Set task: Your task is to write out the complete listing exactly as it is shown.

***** Recorded information

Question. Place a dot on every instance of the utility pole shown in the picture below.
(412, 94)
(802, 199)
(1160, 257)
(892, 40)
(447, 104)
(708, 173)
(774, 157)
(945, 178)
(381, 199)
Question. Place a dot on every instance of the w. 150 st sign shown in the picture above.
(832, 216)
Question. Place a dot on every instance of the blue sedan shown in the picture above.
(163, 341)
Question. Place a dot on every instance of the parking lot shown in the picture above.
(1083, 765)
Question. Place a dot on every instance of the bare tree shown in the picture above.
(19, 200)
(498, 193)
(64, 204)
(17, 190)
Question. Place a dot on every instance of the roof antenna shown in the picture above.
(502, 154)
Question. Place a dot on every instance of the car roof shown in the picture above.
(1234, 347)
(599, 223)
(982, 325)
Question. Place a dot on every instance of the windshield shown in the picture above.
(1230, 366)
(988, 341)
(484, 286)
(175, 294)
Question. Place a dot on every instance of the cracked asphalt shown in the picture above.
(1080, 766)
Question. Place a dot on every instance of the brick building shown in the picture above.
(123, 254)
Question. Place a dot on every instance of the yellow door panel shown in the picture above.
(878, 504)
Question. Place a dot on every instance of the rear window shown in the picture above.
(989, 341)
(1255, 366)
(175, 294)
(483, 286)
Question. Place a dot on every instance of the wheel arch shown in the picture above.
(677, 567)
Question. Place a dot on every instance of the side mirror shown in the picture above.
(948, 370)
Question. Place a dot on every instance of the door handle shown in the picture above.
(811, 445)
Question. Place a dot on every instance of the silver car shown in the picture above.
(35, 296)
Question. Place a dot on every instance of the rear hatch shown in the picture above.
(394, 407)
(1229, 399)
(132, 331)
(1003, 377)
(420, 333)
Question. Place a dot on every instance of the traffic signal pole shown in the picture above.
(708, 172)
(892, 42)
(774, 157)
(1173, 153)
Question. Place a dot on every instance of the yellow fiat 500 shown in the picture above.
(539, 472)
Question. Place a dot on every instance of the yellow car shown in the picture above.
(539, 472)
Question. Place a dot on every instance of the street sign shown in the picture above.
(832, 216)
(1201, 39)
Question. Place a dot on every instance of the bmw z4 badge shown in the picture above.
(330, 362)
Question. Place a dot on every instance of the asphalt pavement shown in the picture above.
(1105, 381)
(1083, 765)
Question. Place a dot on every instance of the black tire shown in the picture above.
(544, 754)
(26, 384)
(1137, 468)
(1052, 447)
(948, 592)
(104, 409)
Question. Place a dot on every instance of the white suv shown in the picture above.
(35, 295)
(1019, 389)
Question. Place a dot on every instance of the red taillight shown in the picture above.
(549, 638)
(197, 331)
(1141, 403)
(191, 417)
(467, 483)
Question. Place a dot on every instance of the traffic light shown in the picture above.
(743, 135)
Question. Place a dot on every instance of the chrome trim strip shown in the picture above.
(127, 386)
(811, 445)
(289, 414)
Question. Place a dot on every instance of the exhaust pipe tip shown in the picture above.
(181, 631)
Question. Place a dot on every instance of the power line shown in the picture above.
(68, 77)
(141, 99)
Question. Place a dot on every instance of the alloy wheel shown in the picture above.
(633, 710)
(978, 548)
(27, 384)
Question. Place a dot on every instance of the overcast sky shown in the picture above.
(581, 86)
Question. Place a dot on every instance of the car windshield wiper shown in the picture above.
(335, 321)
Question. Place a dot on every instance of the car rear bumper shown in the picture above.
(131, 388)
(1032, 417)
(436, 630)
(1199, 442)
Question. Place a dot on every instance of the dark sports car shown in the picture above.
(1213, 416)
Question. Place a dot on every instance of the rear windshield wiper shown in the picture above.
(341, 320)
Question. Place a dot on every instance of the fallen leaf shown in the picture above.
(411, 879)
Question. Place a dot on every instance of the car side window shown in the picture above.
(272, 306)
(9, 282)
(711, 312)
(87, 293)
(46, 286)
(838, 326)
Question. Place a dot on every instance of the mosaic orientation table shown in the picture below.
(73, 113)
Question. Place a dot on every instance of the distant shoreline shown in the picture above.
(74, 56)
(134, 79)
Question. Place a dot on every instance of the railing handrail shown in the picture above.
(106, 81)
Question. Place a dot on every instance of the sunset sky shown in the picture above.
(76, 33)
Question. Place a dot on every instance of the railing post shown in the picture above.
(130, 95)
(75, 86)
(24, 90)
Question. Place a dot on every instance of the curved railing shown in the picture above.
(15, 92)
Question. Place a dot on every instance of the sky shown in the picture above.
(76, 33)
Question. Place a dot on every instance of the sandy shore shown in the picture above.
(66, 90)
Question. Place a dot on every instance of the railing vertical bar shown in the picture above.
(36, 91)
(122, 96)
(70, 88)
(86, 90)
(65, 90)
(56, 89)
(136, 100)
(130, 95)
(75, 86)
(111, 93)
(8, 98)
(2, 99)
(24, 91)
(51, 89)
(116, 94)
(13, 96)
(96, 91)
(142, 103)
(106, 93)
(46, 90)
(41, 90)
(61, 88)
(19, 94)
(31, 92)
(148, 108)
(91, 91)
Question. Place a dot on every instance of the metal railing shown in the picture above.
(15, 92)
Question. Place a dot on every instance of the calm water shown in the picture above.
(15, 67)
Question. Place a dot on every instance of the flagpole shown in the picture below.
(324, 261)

**********

Task solution:
Question. Place a dot on every instance of the utility pole shown in the picture below.
(412, 94)
(802, 199)
(1160, 257)
(892, 40)
(447, 104)
(708, 173)
(774, 157)
(945, 178)
(381, 199)
Question. Place a dot on every instance of the w. 150 st sign shown in the picture above.
(832, 216)
Question. Place a dot on every instance of the blue sedan shown in the picture above.
(163, 341)
Question. Place a dot on every instance of the parking lot shown in the picture above.
(1083, 765)
Question. Place a dot on every instance of the bare tree shown in the picture above.
(19, 200)
(498, 193)
(64, 204)
(17, 190)
Question. Place a dot on every instance of the roof antenna shown in the picture above.
(502, 154)
Question. Place a dot on every instance of the car roof shown in the picture above.
(1234, 347)
(599, 223)
(982, 325)
Question. Place a dot on every instance of the windshield shown in the picture above.
(1230, 366)
(988, 341)
(484, 286)
(175, 294)
Question. Place a dot on every instance of the cracked asphalt shown in the picture above.
(1080, 766)
Question. Place a dot on every instance of the brick building shown in the picture above.
(123, 254)
Question. Place a dot on every instance of the yellow door panel shown in the picture above.
(878, 504)
Question. Place a dot on every instance of the rear window shown in the picture above.
(989, 341)
(1255, 366)
(175, 294)
(483, 286)
Question. Place a dot on every instance of the wheel arch shown in the picture above.
(677, 567)
Question. Place a dot on every instance of the side mirror shown in the picture above.
(948, 370)
Question. Place a dot on every instance of the door handle shown in the picture above.
(811, 445)
Question. Place a dot on every instance of the silver car shown in the picture above.
(35, 296)
Question. Place a dot on every instance of the rear hatch shown in the picture above.
(394, 407)
(1229, 399)
(132, 331)
(1003, 377)
(420, 333)
Question. Place a dot on every instance of the traffic signal pole shown in the picture above.
(708, 172)
(892, 42)
(774, 157)
(1173, 153)
Question. Place a dot on every instance of the yellow fiat 500 shown in the picture above.
(539, 472)
Question. Place a dot on every instance of the yellow car shown in the picture above.
(539, 472)
Question. Place a dot on every instance of the street sign shown in the picture above.
(832, 216)
(1201, 39)
Question. Place a dot on every instance of the bmw z4 badge shown in the picture above.
(330, 362)
Question. Place a dot on every instance of the asphalt pavement shown in the picture above.
(1105, 381)
(1083, 765)
Question. Place a dot on every instance of the black tire shown in the picture above.
(544, 754)
(26, 384)
(1137, 468)
(1052, 447)
(948, 592)
(104, 409)
Question. Place a dot on every instance of the white suv shown in the picture above.
(35, 295)
(1019, 389)
Question. Place a dot on every instance of the red taillight shown in the picture above.
(549, 638)
(197, 331)
(1141, 403)
(191, 417)
(467, 483)
Question. Place a dot on every instance of the traffic light shown in the picture above.
(743, 135)
Question. Place a dot on every instance of the chrome trim strip shown in the picture above.
(127, 386)
(811, 445)
(289, 414)
Question. Place a dot on every instance of the exhaust pipe tip shown in the picture above.
(181, 631)
Question. Place a dot on every instance of the power line shown in the picture above.
(68, 77)
(141, 99)
Question. Place a dot on every instance of the alloy wheel shown in the picture above.
(633, 710)
(978, 548)
(27, 384)
Question. Place a dot on every instance of the overcast sky shown in the picture above.
(581, 86)
Question. Place a dot on every instance of the car windshield wiper shown in the picture above.
(335, 321)
Question. Place a dot on every instance of the car rear bumper shown in the picture above.
(131, 388)
(1032, 417)
(436, 630)
(1199, 442)
Question. Place a dot on every instance of the dark sports car shown in the picture above.
(1213, 416)
Question. Place a dot on every instance of the rear windshield wiper shown in the picture above.
(341, 320)
Question. Place a dot on every instance of the fallen leaf shown in the picture above.
(411, 879)
Question. Place a dot on every instance of the car side window shown in the picture above.
(272, 306)
(9, 282)
(711, 312)
(87, 293)
(46, 286)
(838, 326)
Question. Place a dot on every instance of the mosaic orientation table shown in the picture below.
(73, 113)
Question. Place a dot on every instance of the distant shoreline shown in the picture above.
(74, 56)
(134, 79)
Question. Place a dot on every instance of the railing handrail shown in the picture above.
(106, 81)
Question. Place a dot on every instance of the sunset sky shown in the picture above.
(76, 33)
Question. Place a dot on every instance of the railing post shown in the picture above.
(130, 95)
(75, 86)
(24, 90)
Question. Place a dot on every instance of the curved railing shown in the picture above.
(15, 92)
Question. Place a dot on every instance of the sky shown in the picture above.
(76, 33)
Question. Place a dot on every instance of the sandy shore shown in the picture above.
(66, 90)
Question. Place a dot on every instance of the railing vertical bar shown in the picture above.
(36, 91)
(122, 96)
(70, 88)
(86, 90)
(65, 90)
(56, 89)
(136, 100)
(130, 95)
(75, 86)
(111, 93)
(8, 98)
(2, 99)
(24, 91)
(51, 89)
(116, 94)
(13, 96)
(96, 91)
(142, 103)
(106, 93)
(46, 90)
(41, 90)
(61, 88)
(19, 94)
(31, 92)
(148, 108)
(91, 91)
Question. Place a dot on every instance of the metal railing shown in the picture above.
(15, 92)
Question. Place a dot on every instance of the calm water shown in the picture above.
(15, 67)
Question. Place a dot on every instance of the flagpole shown in the picture below.
(324, 261)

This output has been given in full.